* START DOCUMENT SECTION *
# Need some ideas for toys to make on the lathe



## marcuscraft (Nov 14, 2012)

I need a bit of creative help from all of you other wood turners out there. My son is turning 3 here shortly and for his first 2 birthdays I've made him a nice present made out of wood. Well unfortunately all of my woodworking gear is buried in a storage unit while we're waiting for our home to be built…everything except the lathe. I'm looking for some ideas of fun toys (or really anything else) you've created that your average 3 yr old might be entertained with.

Thanks in advance!


----------



## Finn (May 26, 2010)

The only toy I have made using my lathe is a cement truck.


----------



## MrFid (Mar 9, 2013)

Tops are pretty easy to turn, and they are fun. There are lots of examples and articles on them, but I can't seem to put my finger on the at the moment. Good luck!


----------



## CS3 (Apr 22, 2014)

You can try these cup and ball toys:


----------



## wormil (Nov 19, 2011)

When my kids were 3 they loved vehicles and building blocks. They have very limited attention spans so toys that require/encourage imagination will get more play. Spinning tops are the most common turned toy but a 3 year old will spin it a few times and then look for another way to use it, if he/she doesn't find one they are done with it. Other ideas: large wood spheres or stacking cones


----------



## marcuscraft (Nov 14, 2012)

Thanks for the feedback everyone. I have tons of ideas for toys…sadly, very few of them are done on the lathe. Still beating around ideas in my head…sadly I think the best thing i've come up with is just a stick. As Rick said, at this age, just something that he can screw around with is the best present.


----------



## bondogaposis (Dec 18, 2011)

Tops are easy to make on the lathe, there are several different kinds and there are lot of you tube instructions on the web.


----------



## SCOTSMAN (Aug 1, 2008)

Make a little wooden bench, with a top and bottom flat (like two tops if you like) one underneath and one up on top when it sits on the table, with about eight holes through the top piece and bottom of around one and a half to two inch size.Then make a number of different coloured round pieces to fit tightly though not too tightly and then make a wooden small mallet.The kids just simply love beating the round blocks through the recipricating holes. If you prefer just make only one top which does not need to be lined up with the lower as with the double option. Make the holes different sizes if you like and especially if the child is a tad older. and it will stimulate their little brains for hours. MY grandson loves things like this and I have made him quite a few tools claw hammers, screwdrivers, even a wooden hand plane, all of course smaller than adult sizes of course.I can say they really work well with children in our experience. Alistair


----------



## marcuscraft (Nov 14, 2012)
* END DOCUMENT SECTION *
* START ENTRIES SUPPLIED *
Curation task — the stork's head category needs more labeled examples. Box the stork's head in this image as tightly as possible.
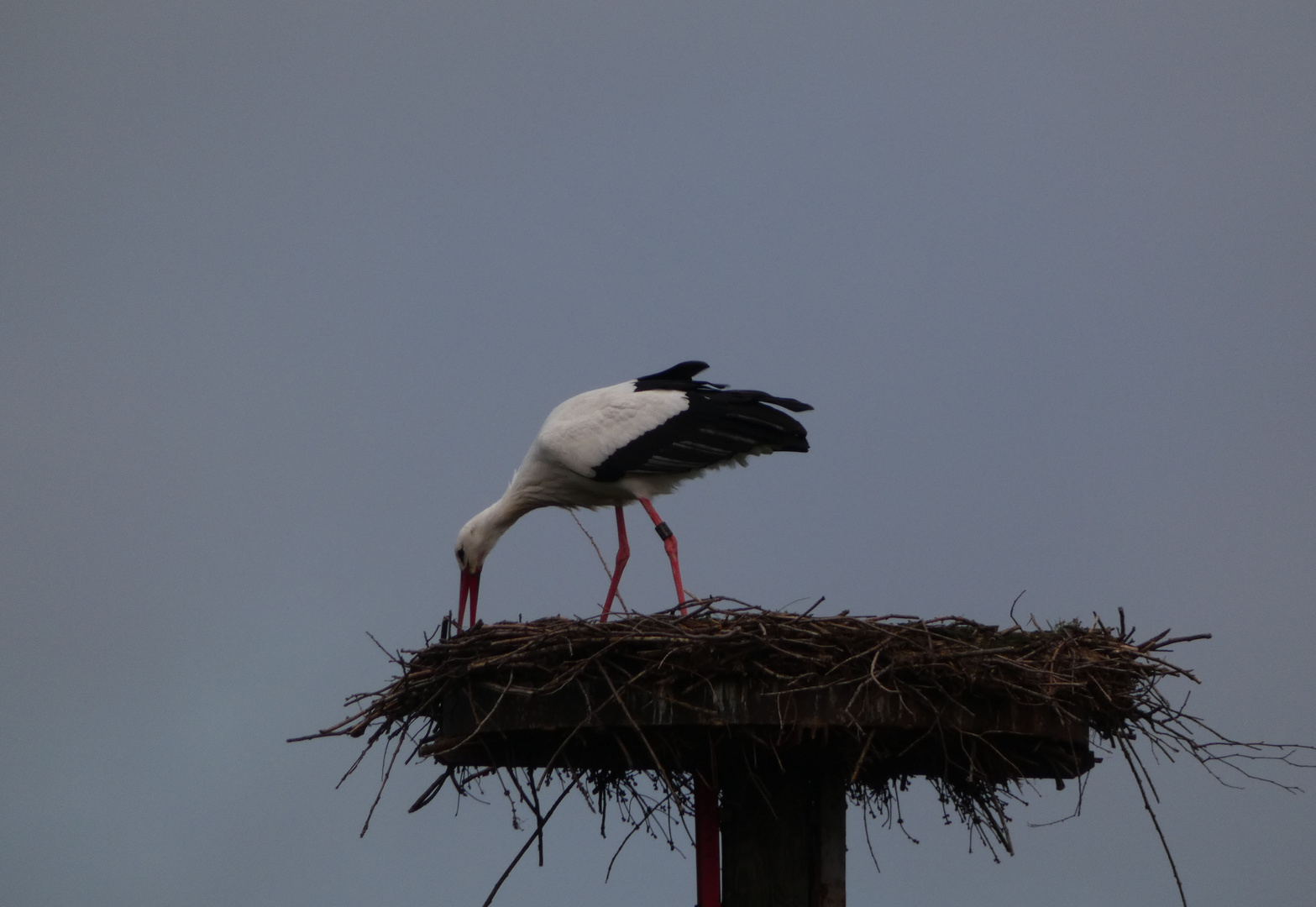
[457,504,509,628]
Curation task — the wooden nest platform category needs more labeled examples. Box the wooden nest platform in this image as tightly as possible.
[296,598,1311,907]
[333,604,1199,784]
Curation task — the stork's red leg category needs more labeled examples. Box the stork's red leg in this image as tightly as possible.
[695,772,722,907]
[640,498,685,613]
[599,504,631,622]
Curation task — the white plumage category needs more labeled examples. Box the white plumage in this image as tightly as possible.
[457,360,812,627]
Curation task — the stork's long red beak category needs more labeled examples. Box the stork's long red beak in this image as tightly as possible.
[457,570,480,629]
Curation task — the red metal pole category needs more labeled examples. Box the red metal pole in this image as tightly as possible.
[695,773,722,907]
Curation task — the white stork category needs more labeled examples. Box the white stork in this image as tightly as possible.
[457,362,813,628]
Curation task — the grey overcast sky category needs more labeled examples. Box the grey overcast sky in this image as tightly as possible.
[0,0,1316,907]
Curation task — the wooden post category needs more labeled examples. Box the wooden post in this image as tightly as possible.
[722,761,845,907]
[695,773,722,907]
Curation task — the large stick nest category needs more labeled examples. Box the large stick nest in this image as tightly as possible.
[293,599,1310,898]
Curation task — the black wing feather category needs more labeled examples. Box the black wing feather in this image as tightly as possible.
[594,360,813,482]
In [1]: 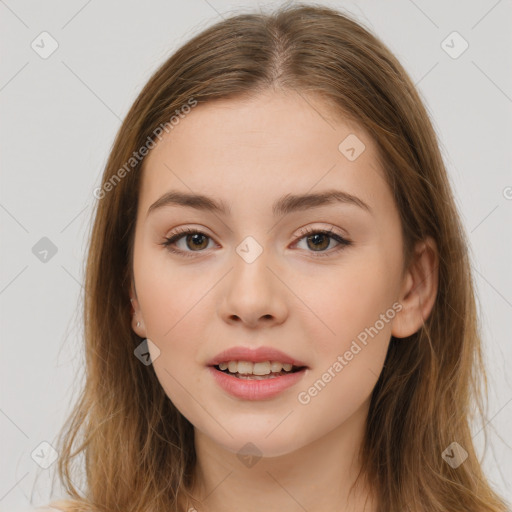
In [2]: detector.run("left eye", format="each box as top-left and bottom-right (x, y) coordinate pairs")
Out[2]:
(162, 228), (352, 257)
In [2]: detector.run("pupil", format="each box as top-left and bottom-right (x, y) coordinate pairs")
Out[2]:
(309, 233), (329, 248)
(189, 233), (204, 247)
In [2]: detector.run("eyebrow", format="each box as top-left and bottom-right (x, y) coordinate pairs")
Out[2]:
(147, 190), (373, 217)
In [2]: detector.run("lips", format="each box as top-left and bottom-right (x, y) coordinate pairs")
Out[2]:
(206, 347), (307, 368)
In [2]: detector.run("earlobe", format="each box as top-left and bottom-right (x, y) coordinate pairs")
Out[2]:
(130, 283), (146, 338)
(391, 237), (439, 338)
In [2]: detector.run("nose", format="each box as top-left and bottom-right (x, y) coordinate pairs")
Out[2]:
(218, 254), (288, 329)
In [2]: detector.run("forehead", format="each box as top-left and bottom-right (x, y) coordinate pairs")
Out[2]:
(141, 91), (383, 210)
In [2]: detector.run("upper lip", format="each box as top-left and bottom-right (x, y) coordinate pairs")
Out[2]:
(207, 347), (306, 366)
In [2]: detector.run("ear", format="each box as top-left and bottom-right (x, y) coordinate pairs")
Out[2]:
(130, 281), (147, 338)
(391, 237), (439, 338)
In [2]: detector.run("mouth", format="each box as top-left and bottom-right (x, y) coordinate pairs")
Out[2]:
(211, 361), (307, 380)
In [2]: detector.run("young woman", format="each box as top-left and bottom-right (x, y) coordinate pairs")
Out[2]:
(44, 5), (506, 512)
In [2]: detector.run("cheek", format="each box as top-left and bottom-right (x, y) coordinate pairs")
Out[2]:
(301, 254), (397, 359)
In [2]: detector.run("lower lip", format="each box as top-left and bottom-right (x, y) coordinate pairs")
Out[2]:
(208, 366), (306, 400)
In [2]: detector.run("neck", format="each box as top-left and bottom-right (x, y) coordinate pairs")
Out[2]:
(187, 403), (376, 512)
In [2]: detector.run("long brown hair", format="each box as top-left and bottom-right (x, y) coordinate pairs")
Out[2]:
(47, 4), (506, 512)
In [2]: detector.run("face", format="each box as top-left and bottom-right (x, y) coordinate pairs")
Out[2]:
(132, 88), (403, 456)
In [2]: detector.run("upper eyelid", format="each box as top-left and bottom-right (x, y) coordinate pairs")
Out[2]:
(164, 226), (352, 249)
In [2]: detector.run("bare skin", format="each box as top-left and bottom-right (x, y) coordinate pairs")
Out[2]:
(131, 91), (437, 512)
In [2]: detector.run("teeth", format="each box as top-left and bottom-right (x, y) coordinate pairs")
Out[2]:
(219, 361), (293, 375)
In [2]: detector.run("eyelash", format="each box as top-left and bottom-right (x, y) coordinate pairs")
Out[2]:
(161, 228), (352, 258)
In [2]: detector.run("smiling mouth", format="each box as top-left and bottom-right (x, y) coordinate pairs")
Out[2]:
(213, 365), (307, 380)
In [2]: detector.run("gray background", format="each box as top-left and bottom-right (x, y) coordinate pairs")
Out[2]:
(0, 0), (512, 512)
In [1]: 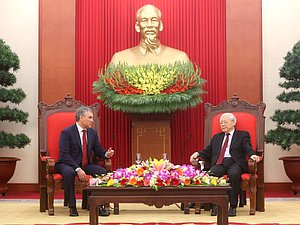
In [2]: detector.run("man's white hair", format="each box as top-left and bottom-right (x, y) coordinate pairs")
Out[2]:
(220, 113), (236, 124)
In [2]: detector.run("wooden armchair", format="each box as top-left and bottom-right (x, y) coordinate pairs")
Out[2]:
(204, 95), (266, 215)
(38, 94), (111, 215)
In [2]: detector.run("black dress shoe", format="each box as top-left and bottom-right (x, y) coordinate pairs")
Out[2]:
(210, 205), (218, 216)
(189, 203), (195, 209)
(228, 207), (236, 216)
(99, 205), (110, 216)
(70, 207), (79, 216)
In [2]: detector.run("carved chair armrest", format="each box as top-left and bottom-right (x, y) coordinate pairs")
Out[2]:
(46, 157), (55, 176)
(93, 157), (112, 172)
(248, 159), (259, 176)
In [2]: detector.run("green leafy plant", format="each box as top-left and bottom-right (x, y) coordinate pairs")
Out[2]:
(93, 62), (205, 113)
(0, 39), (30, 148)
(266, 41), (300, 151)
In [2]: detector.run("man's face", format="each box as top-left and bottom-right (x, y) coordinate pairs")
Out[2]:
(79, 111), (94, 129)
(220, 116), (235, 133)
(137, 7), (161, 41)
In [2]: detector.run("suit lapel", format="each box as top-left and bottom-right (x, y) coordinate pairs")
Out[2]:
(217, 133), (225, 152)
(72, 124), (82, 149)
(87, 129), (93, 159)
(229, 130), (239, 149)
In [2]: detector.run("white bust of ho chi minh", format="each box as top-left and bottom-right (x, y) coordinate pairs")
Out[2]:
(110, 5), (190, 65)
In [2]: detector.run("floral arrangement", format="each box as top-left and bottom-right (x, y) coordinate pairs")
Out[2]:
(89, 158), (228, 190)
(93, 62), (205, 113)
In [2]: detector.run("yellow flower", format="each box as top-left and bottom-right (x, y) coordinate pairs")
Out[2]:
(107, 179), (115, 186)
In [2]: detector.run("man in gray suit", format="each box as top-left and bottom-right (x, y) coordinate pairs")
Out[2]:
(190, 113), (260, 216)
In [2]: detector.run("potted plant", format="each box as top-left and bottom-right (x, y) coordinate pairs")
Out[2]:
(266, 41), (300, 194)
(0, 39), (30, 195)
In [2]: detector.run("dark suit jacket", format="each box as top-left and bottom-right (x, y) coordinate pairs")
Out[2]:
(198, 130), (255, 171)
(56, 124), (106, 170)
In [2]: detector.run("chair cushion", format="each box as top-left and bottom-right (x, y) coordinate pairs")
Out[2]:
(212, 112), (257, 151)
(53, 173), (92, 181)
(46, 112), (76, 162)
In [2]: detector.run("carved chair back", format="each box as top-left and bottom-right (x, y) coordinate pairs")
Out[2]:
(204, 95), (266, 214)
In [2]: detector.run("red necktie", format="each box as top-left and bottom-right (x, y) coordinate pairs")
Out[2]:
(82, 130), (88, 168)
(216, 133), (230, 165)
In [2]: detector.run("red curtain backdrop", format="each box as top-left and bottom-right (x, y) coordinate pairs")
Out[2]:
(75, 0), (226, 168)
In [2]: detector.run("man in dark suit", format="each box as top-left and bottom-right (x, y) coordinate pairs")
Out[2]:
(190, 113), (260, 216)
(55, 106), (114, 216)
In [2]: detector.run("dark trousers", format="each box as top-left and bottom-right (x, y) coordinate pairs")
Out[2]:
(210, 158), (243, 208)
(55, 163), (107, 207)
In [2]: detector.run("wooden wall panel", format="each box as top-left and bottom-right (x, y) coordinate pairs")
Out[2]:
(131, 120), (171, 163)
(39, 0), (75, 103)
(226, 0), (262, 103)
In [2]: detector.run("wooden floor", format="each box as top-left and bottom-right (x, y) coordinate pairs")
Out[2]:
(0, 197), (300, 224)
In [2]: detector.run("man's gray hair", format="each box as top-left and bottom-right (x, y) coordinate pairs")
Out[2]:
(220, 113), (236, 124)
(75, 106), (93, 121)
(135, 4), (161, 21)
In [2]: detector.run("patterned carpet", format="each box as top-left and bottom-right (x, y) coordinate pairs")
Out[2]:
(31, 222), (300, 225)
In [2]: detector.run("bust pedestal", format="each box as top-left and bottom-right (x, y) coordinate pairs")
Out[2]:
(129, 114), (173, 163)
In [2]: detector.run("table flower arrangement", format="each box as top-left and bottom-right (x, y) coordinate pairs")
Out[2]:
(93, 62), (205, 113)
(89, 158), (228, 190)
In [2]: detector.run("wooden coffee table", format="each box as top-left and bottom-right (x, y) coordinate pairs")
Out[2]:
(87, 186), (231, 225)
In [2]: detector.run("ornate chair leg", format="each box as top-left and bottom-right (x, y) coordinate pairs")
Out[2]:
(114, 203), (120, 215)
(81, 189), (90, 209)
(195, 203), (201, 214)
(40, 185), (47, 212)
(47, 181), (54, 216)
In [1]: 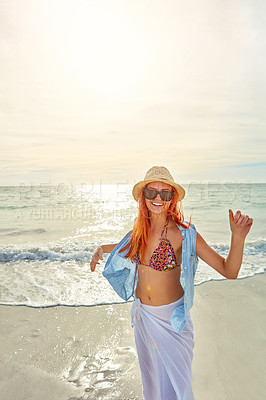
* END ENTRIES SUPPLIED *
- [PROBLEM STATEMENT] Duplicate the lathe toy thread word for word from "## wormil (Nov" to "the best present.".

- [TASK OUTPUT]
## wormil (Nov 19, 2011)

When my kids were 3 they loved vehicles and building blocks. They have very limited attention spans so toys that require/encourage imagination will get more play. Spinning tops are the most common turned toy but a 3 year old will spin it a few times and then look for another way to use it, if he/she doesn't find one they are done with it. Other ideas: large wood spheres or stacking cones


----------



## marcuscraft (Nov 14, 2012)

Thanks for the feedback everyone. I have tons of ideas for toys…sadly, very few of them are done on the lathe. Still beating around ideas in my head…sadly I think the best thing i've come up with is just a stick. As Rick said, at this age, just something that he can screw around with is the best present.